Rewrite the rows below as a numbered list, one line per item, and leave out any blank lines.

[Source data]
* START *

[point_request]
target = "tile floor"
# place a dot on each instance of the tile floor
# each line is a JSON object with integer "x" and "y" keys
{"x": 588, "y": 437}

* END *

== EXERCISE ANSWER ==
1. [point_request]
2. target = "tile floor"
3. # place a dot on each instance of the tile floor
4. # each line is a JSON object with integer "x" and "y" keys
5. {"x": 588, "y": 437}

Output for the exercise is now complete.